— begin Data entries —

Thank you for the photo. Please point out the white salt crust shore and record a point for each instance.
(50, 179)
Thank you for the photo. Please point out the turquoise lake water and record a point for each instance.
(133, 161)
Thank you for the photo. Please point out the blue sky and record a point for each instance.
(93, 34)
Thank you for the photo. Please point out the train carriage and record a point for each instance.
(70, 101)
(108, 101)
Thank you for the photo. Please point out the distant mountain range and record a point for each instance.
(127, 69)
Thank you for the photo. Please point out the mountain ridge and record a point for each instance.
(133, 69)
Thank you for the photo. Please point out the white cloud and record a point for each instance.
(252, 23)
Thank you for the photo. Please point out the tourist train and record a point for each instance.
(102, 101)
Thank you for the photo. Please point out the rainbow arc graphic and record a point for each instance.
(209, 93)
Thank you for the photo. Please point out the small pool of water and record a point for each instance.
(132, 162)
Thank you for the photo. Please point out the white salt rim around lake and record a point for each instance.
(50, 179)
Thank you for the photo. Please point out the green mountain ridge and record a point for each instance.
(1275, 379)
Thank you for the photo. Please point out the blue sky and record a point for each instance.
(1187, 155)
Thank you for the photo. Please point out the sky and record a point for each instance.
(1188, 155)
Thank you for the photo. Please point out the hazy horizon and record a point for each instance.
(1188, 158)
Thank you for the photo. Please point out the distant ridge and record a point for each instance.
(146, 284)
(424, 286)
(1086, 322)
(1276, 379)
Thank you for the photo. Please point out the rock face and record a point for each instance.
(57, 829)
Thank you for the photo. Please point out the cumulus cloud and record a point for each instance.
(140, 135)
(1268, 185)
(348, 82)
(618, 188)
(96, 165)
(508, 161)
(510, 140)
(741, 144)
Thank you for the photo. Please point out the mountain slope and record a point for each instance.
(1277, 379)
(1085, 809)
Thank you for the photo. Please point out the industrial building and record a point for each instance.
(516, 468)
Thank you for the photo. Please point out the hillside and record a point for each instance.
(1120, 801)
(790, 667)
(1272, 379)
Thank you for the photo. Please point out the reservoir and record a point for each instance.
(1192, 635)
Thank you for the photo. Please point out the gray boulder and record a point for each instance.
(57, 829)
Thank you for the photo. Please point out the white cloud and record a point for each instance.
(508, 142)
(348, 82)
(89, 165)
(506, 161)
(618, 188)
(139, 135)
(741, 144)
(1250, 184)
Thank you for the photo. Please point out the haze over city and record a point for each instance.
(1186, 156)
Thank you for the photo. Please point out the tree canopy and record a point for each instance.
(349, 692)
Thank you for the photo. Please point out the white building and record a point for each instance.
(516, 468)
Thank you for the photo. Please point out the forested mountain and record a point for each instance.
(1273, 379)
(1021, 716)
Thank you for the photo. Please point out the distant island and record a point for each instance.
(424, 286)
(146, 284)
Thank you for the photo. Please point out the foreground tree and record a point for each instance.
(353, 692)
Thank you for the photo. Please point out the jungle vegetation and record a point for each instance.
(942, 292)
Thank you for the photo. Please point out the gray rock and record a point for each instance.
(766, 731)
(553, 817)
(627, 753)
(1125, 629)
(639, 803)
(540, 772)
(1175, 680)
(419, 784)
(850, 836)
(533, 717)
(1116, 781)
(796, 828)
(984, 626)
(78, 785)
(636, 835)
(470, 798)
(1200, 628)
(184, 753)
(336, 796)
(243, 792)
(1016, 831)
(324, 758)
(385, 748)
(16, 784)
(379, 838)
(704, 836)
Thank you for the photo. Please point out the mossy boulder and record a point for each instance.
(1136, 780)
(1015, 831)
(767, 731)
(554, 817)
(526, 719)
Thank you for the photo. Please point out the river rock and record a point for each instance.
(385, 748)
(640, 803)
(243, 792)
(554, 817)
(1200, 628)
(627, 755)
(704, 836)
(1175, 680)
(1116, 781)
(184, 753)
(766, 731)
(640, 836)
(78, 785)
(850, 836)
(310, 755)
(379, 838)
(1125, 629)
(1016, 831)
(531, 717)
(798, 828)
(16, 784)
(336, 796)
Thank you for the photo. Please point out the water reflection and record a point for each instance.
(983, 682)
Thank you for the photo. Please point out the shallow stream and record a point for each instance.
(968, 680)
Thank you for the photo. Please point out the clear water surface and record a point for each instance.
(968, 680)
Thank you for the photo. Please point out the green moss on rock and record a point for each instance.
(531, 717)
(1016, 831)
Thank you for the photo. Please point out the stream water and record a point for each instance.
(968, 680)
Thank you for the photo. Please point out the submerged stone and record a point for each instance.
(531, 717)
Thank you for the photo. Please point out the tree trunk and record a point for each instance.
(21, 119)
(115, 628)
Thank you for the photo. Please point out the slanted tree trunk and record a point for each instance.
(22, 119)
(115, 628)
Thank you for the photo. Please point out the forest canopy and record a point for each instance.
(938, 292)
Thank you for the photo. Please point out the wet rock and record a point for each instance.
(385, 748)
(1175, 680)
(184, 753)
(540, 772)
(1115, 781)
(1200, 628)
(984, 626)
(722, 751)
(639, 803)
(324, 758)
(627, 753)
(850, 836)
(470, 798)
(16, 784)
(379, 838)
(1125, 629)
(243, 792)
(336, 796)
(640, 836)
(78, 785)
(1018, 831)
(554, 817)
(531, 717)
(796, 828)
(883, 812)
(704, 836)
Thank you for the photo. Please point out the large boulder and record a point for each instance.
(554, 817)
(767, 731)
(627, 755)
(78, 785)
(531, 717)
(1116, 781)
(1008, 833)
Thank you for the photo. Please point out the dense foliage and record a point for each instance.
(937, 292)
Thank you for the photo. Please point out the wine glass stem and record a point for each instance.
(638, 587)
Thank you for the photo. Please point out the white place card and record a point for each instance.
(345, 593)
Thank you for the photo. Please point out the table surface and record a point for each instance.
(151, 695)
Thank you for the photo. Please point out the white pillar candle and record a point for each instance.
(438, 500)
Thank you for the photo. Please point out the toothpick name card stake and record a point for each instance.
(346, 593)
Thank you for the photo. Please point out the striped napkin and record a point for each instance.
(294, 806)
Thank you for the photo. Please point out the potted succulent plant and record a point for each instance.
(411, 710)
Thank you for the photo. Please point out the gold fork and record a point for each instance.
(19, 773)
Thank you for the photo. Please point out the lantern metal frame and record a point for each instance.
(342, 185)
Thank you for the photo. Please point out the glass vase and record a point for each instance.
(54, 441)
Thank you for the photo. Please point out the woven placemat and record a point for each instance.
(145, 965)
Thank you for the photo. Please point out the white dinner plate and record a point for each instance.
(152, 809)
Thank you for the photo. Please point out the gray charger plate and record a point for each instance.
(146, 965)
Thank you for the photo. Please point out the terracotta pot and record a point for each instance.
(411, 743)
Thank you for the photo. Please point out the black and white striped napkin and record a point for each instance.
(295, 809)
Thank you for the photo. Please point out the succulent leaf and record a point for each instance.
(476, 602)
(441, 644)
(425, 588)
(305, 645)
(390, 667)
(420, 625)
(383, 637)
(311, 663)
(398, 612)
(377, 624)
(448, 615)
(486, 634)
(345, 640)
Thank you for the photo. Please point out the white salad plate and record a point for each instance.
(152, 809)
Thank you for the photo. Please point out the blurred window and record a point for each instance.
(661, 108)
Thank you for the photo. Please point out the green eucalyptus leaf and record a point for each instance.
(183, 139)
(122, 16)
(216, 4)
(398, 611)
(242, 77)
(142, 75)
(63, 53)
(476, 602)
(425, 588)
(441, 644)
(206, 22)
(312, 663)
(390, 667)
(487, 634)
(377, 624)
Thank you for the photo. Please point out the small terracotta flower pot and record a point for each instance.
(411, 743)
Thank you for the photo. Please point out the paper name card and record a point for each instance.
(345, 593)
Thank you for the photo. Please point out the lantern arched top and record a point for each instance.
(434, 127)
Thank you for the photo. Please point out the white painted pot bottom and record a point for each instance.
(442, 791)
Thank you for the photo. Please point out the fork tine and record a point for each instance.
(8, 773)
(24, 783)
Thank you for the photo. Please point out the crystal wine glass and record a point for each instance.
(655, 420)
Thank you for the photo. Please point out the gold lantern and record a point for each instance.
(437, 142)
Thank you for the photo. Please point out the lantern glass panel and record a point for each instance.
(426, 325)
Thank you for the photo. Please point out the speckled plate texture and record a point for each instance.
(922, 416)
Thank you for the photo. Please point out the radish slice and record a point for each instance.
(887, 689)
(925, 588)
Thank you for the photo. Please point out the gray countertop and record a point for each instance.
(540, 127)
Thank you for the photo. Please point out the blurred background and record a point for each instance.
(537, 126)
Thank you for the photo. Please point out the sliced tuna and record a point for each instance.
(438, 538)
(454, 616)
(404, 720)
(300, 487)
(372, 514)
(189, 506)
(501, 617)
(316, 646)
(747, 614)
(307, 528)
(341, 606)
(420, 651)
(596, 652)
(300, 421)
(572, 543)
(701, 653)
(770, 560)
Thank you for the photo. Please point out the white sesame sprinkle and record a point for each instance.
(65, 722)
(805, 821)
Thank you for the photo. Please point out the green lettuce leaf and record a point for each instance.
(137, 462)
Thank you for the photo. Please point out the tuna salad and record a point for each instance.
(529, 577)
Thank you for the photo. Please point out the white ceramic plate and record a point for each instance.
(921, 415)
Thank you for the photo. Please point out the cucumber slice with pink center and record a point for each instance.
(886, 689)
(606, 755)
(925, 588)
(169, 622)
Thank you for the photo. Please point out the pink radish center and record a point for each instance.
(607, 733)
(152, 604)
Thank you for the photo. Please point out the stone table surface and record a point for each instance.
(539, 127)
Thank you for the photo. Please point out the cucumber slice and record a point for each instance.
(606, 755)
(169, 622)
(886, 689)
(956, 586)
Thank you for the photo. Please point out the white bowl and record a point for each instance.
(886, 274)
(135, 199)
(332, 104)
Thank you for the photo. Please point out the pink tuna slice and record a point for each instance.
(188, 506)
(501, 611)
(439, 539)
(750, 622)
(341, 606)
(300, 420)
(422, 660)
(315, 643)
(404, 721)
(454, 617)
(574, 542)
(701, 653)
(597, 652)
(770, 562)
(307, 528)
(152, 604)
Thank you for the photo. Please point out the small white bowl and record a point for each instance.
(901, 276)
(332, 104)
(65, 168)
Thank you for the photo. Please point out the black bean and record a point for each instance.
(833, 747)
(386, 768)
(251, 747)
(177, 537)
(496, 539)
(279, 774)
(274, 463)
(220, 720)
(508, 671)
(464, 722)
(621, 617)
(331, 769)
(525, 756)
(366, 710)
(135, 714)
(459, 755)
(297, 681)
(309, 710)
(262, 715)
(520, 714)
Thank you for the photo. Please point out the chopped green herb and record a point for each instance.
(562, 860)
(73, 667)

— end Data entries —

▸ Description of the task: Repeat the line containing "Thank you for the photo. Please point out the small white" and all subsequent lines through the final line of the data, exactly and with no others.

▸ Finished exercise:
Thank you for the photo. Please point out the small white bowl and record a point for each instance.
(901, 276)
(332, 104)
(65, 168)
Thank you for the photo. Please point out the black bean and record a point for each instance.
(833, 747)
(386, 768)
(251, 747)
(177, 537)
(496, 539)
(279, 774)
(274, 463)
(220, 720)
(508, 671)
(464, 722)
(621, 617)
(331, 769)
(525, 756)
(366, 710)
(135, 714)
(459, 755)
(297, 681)
(309, 710)
(262, 715)
(520, 714)
Thank you for the photo. Please point out the chopped green herb and record a point for each instance.
(562, 860)
(73, 667)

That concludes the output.